#### Exercise objective
Omit all images, then repeat exactly the lines below from the one containing "Objective: provide one point per instance of the wheat" through the one containing "Objective: provide one point per instance of the spikelet.", both ends included.

#### Entries shown
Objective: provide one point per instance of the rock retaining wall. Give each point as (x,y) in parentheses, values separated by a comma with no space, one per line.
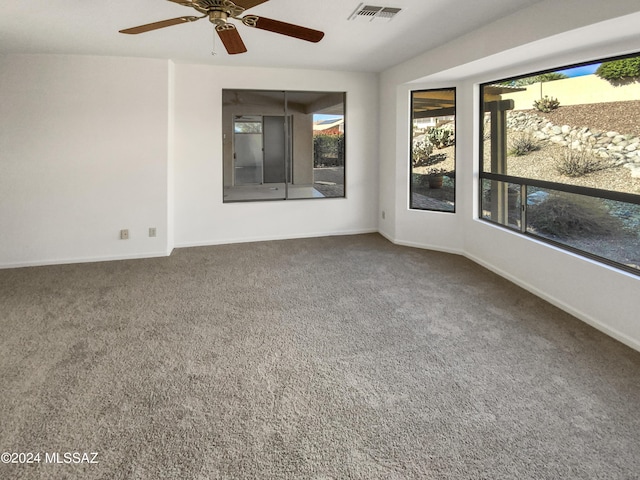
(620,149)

...

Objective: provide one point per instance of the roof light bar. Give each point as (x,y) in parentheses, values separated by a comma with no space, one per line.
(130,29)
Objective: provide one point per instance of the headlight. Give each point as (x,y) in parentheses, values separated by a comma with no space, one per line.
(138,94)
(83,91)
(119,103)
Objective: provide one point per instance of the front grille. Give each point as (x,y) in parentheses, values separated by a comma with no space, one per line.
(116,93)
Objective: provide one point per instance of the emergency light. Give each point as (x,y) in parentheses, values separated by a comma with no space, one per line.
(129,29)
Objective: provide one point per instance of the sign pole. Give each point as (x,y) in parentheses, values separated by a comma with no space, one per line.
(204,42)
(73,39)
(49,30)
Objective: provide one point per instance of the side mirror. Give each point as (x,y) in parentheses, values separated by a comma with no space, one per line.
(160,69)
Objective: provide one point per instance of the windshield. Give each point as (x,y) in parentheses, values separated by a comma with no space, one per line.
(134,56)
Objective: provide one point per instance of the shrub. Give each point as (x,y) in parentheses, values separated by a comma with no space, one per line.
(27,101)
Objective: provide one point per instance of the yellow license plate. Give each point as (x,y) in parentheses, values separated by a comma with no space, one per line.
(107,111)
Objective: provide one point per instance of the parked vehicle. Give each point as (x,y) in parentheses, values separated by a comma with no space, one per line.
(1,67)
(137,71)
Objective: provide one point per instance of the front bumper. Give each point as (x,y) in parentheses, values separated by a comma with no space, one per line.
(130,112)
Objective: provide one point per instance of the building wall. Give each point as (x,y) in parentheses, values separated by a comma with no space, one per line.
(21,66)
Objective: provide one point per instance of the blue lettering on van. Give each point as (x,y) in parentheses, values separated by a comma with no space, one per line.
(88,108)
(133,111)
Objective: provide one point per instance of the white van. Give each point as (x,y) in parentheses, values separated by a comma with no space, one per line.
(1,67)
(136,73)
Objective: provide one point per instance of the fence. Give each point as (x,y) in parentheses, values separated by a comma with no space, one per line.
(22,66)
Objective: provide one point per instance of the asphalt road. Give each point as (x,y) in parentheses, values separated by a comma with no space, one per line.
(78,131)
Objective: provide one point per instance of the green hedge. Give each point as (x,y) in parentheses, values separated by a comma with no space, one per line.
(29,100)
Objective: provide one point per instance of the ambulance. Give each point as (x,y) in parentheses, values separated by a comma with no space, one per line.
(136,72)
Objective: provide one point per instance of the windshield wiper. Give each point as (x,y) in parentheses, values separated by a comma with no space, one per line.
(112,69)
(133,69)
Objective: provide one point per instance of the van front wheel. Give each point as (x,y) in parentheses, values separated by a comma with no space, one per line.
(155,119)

---

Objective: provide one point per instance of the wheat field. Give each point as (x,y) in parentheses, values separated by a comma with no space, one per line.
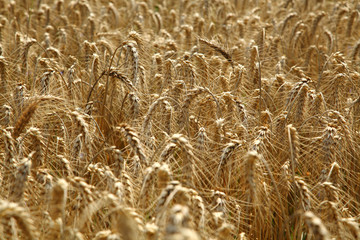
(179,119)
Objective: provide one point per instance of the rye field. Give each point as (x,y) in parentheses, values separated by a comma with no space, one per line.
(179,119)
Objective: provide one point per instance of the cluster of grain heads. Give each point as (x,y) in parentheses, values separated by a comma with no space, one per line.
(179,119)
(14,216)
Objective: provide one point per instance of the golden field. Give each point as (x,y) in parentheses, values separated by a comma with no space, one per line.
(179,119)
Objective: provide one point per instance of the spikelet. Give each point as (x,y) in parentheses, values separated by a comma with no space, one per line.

#### Solution
Objective: provide one point per instance of the wheat field. Give each point as (x,y) in parentheses, values separated by a comma with no space, one per line.
(179,119)
Objective: provide one point per instance of the rye field. Give each point as (x,y) in parentheses, values separated by a comma with no space, one per line.
(179,119)
Objective: provide one point per instance of the cluster of grain heads. Give each point as (x,y) in parentheses, values separated by a comma with no space, one per line.
(179,119)
(14,216)
Objective: provide one point per instance of the golden field. Give each point as (x,y) in parentheses, values separated by a comma with no space, one per line.
(179,119)
Objective: provide one point per instance of the spikelet. Give each point as (x,y) in parentheses, values separated by a comma with no space, one per line.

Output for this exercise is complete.